### Data supplied
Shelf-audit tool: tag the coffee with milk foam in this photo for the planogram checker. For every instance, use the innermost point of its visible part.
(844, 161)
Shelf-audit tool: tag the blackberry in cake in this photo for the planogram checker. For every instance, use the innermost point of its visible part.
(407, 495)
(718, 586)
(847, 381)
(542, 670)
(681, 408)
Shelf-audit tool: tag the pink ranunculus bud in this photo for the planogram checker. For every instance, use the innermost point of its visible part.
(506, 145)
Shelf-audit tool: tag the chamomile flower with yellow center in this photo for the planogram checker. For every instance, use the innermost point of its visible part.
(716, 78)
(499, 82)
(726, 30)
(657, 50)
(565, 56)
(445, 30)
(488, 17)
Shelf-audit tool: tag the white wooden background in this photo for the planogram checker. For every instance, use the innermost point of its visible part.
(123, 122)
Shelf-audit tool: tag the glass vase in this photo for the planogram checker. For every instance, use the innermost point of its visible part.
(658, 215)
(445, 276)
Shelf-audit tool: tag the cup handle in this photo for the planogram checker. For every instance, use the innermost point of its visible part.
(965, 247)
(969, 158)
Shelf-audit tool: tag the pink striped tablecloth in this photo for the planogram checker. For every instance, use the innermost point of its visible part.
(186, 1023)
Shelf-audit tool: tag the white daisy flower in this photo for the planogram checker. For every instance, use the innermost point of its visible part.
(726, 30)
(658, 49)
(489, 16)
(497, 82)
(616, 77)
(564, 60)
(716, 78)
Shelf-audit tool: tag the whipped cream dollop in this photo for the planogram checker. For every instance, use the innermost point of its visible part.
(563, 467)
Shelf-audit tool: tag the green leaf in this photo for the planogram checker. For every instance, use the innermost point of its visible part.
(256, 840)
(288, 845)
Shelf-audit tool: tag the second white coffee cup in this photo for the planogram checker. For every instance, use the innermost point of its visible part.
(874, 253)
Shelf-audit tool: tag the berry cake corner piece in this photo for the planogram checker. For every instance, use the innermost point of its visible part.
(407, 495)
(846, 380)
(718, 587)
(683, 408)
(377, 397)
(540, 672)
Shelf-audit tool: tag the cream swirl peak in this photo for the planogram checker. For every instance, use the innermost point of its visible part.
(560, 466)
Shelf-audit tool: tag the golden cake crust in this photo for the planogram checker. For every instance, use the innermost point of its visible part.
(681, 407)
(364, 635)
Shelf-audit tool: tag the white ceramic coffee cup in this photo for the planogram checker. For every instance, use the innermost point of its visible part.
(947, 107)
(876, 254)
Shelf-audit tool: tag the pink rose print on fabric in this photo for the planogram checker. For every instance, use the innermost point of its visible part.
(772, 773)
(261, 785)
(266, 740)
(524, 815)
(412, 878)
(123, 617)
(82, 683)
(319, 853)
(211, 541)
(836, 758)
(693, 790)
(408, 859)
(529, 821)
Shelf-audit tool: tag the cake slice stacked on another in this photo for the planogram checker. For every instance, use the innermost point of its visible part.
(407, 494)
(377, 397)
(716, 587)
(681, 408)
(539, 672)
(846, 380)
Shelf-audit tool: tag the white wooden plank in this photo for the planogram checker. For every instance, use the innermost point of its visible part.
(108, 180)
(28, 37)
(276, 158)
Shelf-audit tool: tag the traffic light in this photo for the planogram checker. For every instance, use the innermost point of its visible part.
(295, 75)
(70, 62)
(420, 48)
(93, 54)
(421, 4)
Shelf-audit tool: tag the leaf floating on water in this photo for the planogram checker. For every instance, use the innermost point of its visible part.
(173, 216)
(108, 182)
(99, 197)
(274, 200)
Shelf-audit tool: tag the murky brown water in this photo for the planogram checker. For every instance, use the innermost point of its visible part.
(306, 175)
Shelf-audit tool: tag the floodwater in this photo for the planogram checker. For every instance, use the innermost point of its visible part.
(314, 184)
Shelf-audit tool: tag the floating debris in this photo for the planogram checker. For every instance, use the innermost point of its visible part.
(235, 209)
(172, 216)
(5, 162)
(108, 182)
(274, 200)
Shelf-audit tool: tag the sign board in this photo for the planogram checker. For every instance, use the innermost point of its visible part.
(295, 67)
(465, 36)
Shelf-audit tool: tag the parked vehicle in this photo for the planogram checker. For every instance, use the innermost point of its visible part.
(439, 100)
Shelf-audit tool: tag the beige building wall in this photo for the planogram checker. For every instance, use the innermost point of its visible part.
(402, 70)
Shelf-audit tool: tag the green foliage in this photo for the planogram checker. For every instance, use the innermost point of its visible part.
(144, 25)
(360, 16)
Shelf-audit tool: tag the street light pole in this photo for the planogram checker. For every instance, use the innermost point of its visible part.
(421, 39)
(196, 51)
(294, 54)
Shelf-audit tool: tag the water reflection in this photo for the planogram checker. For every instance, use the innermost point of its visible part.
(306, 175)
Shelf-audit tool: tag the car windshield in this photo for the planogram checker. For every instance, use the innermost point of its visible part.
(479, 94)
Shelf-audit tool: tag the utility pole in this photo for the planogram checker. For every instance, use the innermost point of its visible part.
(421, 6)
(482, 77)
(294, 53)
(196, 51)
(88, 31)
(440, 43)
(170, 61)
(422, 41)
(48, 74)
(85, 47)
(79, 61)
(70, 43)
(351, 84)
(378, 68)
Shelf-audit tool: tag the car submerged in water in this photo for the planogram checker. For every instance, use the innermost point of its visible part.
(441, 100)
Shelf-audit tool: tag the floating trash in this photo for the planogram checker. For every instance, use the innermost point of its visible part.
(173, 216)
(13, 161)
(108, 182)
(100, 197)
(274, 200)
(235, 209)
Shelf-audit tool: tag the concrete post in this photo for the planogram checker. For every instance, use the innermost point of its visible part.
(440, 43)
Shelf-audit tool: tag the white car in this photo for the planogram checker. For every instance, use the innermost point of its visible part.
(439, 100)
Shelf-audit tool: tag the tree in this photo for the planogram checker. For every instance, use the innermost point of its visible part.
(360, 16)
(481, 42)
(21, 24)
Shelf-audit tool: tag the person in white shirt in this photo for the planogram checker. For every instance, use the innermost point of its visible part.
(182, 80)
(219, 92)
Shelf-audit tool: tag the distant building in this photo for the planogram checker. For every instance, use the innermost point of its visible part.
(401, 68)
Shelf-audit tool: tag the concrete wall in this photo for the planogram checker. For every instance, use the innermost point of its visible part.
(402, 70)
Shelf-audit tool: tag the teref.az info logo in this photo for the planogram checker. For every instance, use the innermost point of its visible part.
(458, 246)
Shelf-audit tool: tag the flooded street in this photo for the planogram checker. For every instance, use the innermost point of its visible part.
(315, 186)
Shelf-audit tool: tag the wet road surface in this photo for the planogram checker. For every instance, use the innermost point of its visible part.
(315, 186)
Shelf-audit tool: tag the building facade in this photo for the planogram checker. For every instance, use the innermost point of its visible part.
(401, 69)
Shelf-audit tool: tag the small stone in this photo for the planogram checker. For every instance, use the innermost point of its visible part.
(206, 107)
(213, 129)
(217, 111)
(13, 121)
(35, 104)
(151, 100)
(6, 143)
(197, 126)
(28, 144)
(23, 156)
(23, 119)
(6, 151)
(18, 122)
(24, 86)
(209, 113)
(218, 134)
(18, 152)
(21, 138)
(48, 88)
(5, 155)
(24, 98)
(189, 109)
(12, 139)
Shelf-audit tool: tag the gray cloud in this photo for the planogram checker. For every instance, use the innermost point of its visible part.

### What the exercise asks
Render the entire listing above as a numbered list, one line per item, and omit any blank lines.

### Result for this task
1. Shelf-audit tool: tag the coffee with milk foam in this photo for the planogram checker. For every instance, use the innermost point of its visible part.
2. (844, 161)
3. Shelf-audit tool: tag the blackberry in cake in this photo for the planogram checker. For every instance, use the innermost point of its visible part.
4. (407, 495)
5. (718, 586)
6. (847, 381)
7. (542, 670)
8. (681, 408)
9. Shelf-audit tool: tag the pink ranunculus bud in this photo for the planogram checker. For every instance, use the innermost point of its visible part.
10. (506, 145)
11. Shelf-audit tool: tag the chamomile flower with yellow center in this photo for the planogram checker. For every instance, use the innermost point of its visible part.
12. (716, 78)
13. (499, 82)
14. (726, 30)
15. (657, 50)
16. (565, 56)
17. (445, 30)
18. (488, 17)
19. Shelf-audit tool: tag the white wooden background in this photo for the planogram checker. For every instance, use the innermost point of its visible part.
20. (123, 122)
21. Shelf-audit tool: tag the glass vase in this photo for the planogram checker. For every instance, use the innermost point of its visible part.
22. (658, 215)
23. (445, 276)
24. Shelf-audit tool: tag the cup handle in this photo for the planogram checker. For every instance, use the innermost point of its visible part.
25. (965, 247)
26. (969, 158)
27. Shelf-audit tool: tag the pink striped tablecloth in this photo for the planogram checker. For every instance, use the innermost point of its visible part.
28. (186, 1023)
29. Shelf-audit tool: tag the white daisy flower in this photo for the planogram checker. For every instance, use the innermost point of its visible part.
30. (726, 30)
31. (658, 49)
32. (489, 16)
33. (497, 82)
34. (616, 77)
35. (564, 60)
36. (716, 78)
37. Shelf-audit tool: tag the whipped cream dollop in this photo for the planogram checker. For every instance, use the innermost point of its visible part.
38. (563, 467)
39. Shelf-audit tool: tag the green leaf in this photo for the planogram checker. For every instance, use the innermost point of its visible part.
40. (256, 840)
41. (288, 845)
42. Shelf-audit tool: tag the second white coffee cup in this photo for the planogram checker. For every instance, use the innermost point of its visible part.
43. (874, 253)
44. Shelf-audit tool: tag the berry cake corner piece in this photo for the planogram checker. For every instance, use the innermost point of its visible part.
45. (407, 495)
46. (846, 380)
47. (718, 587)
48. (683, 408)
49. (377, 397)
50. (540, 672)
51. Shelf-audit tool: tag the cream swirl peak in this photo for the planogram checker. For every instance, use the innermost point of its visible part.
52. (560, 466)
53. Shelf-audit tool: tag the golden cake crust in this photo for the planogram checker. For every instance, use the innermost point of its visible part.
54. (681, 407)
55. (364, 635)
56. Shelf-audit tool: tag the white ceramic coffee cup in this photo for the planogram checker. For every instance, use the innermost point of its visible part.
57. (947, 107)
58. (876, 254)
59. Shelf-audit tool: tag the pink rose print on fabric in this photo for the planogram checker. For every instance, use the innermost point of its visible part.
60. (772, 773)
61. (261, 785)
62. (266, 740)
63. (524, 815)
64. (412, 878)
65. (123, 617)
66. (82, 683)
67. (319, 853)
68. (211, 541)
69. (836, 758)
70. (693, 790)
71. (408, 859)
72. (529, 821)
73. Shelf-audit tool: tag the cake slice stacked on another in this photo for the planogram checker. For every instance, use the innermost point of its visible part.
74. (407, 494)
75. (377, 397)
76. (716, 587)
77. (681, 408)
78. (539, 672)
79. (846, 380)
80. Shelf-audit tool: tag the white wooden plank in this photo for the planogram checker. For every instance, use the innermost point of its visible part.
81. (108, 180)
82. (28, 37)
83. (276, 158)
84. Shelf-audit tool: tag the traffic light in this photo for the planogram checker. For every instance, use the innermost point of its visible part.
85. (295, 75)
86. (70, 62)
87. (420, 48)
88. (93, 54)
89. (421, 4)
90. Shelf-audit tool: tag the leaf floating on water in this photo for the planogram checker. For every instance, use the innermost point of its visible part.
91. (173, 216)
92. (108, 182)
93. (99, 197)
94. (274, 200)
95. Shelf-audit tool: tag the murky brown water in this photo for the planogram checker. For every instance, use the innermost point of its visible part.
96. (306, 175)
97. Shelf-audit tool: tag the floodwater in this photo for the planogram checker. For every instance, use the innermost point of its visible part.
98. (314, 184)
99. Shelf-audit tool: tag the floating debris in this photo for the planogram checker. For every instance, use the innermost point of its visible part.
100. (235, 209)
101. (172, 216)
102. (5, 162)
103. (108, 182)
104. (274, 200)
105. Shelf-audit tool: tag the sign board in this photo for the planogram checker. For every instance, use the innermost point of its visible part.
106. (295, 67)
107. (465, 36)
108. Shelf-audit tool: tag the parked vehicle in this photo for the planogram checker. For every instance, use the innermost point of its visible part.
109. (439, 100)
110. Shelf-audit tool: tag the beige building wall in this photo for the planogram checker. For every instance, use the innermost point of its visible part.
111. (402, 70)
112. Shelf-audit tool: tag the green foliage in this photo for the planogram checker. For every instance, use the innermost point of its visible part.
113. (144, 25)
114. (360, 16)
115. Shelf-audit tool: tag the street light pole in this photo for the planogram checker. For every instance, use the innermost point of its visible part.
116. (421, 39)
117. (196, 51)
118. (294, 54)
119. Shelf-audit tool: tag the water reflection in this photo for the planogram checker. For every instance, use the innermost point of its visible part.
120. (306, 175)
121. Shelf-audit tool: tag the car windshield in this photo for the planogram checker. For every instance, use the innermost point of its visible part.
122. (479, 94)
123. Shelf-audit tool: tag the utility pole in this photo for the planogram checker. For every instance, use the innermost point of its visible part.
124. (421, 6)
125. (482, 77)
126. (294, 53)
127. (196, 51)
128. (88, 31)
129. (440, 43)
130. (170, 61)
131. (422, 41)
132. (48, 74)
133. (85, 47)
134. (79, 61)
135. (70, 43)
136. (351, 84)
137. (378, 68)
138. Shelf-audit tool: tag the car submerged in water in this photo for the planogram checker. For every instance, use the innermost point of its visible part.
139. (441, 100)
140. Shelf-audit tool: tag the floating trash in this photo for the planogram checker. For every instance, use the innermost point of its visible part.
141. (173, 216)
142. (13, 161)
143. (108, 182)
144. (100, 197)
145. (274, 200)
146. (235, 209)
147. Shelf-audit tool: tag the concrete post in this photo for the planogram checker. For every instance, use the innermost point of its visible part.
148. (440, 43)
149. Shelf-audit tool: tag the white car in this photo for the planogram checker. For every instance, use the innermost point of its visible part.
150. (439, 100)
151. Shelf-audit tool: tag the tree in this photo for the planogram checker. For every instance, use the innermost point of its visible part.
152. (360, 16)
153. (481, 42)
154. (21, 24)
155. Shelf-audit tool: tag the person in white shirt in this photo for the planogram checker. For every instance, use the innermost point of its visible part.
156. (182, 80)
157. (219, 92)
158. Shelf-audit tool: tag the distant building in this photo for the planogram checker. For every instance, use the innermost point of its visible part.
159. (401, 68)
160. Shelf-audit tool: tag the concrete wall in this photo for the planogram checker. For every instance, use the innermost point of its visible part.
161. (402, 70)
162. Shelf-audit tool: tag the teref.az info logo in this photo for the planogram checker. For every instance, use the innermost point of its visible part.
163. (458, 246)
164. Shelf-audit tool: tag the flooded street in this photo for the planogram checker. For every instance, use the innermost point of its visible part.
165. (315, 186)
166. Shelf-audit tool: tag the wet road surface in this photo for the planogram checker. For every instance, use the innermost point of its visible part.
167. (315, 186)
168. Shelf-audit tool: tag the building facade in this photo for the planogram checker. For every instance, use the innermost point of its visible part.
169. (401, 69)
170. Shelf-audit tool: tag the small stone in this photo for the planogram checker. For every instance, use the innermost point of its visible part.
171. (206, 107)
172. (213, 129)
173. (217, 111)
174. (13, 121)
175. (35, 104)
176. (151, 100)
177. (6, 143)
178. (197, 126)
179. (28, 144)
180. (23, 156)
181. (23, 119)
182. (6, 151)
183. (18, 122)
184. (24, 86)
185. (209, 113)
186. (218, 134)
187. (18, 152)
188. (21, 138)
189. (48, 88)
190. (5, 155)
191. (24, 98)
192. (189, 109)
193. (12, 139)
194. Shelf-audit tool: tag the gray cloud in this photo for the planogram checker. For every instance, use the innermost point of its visible part.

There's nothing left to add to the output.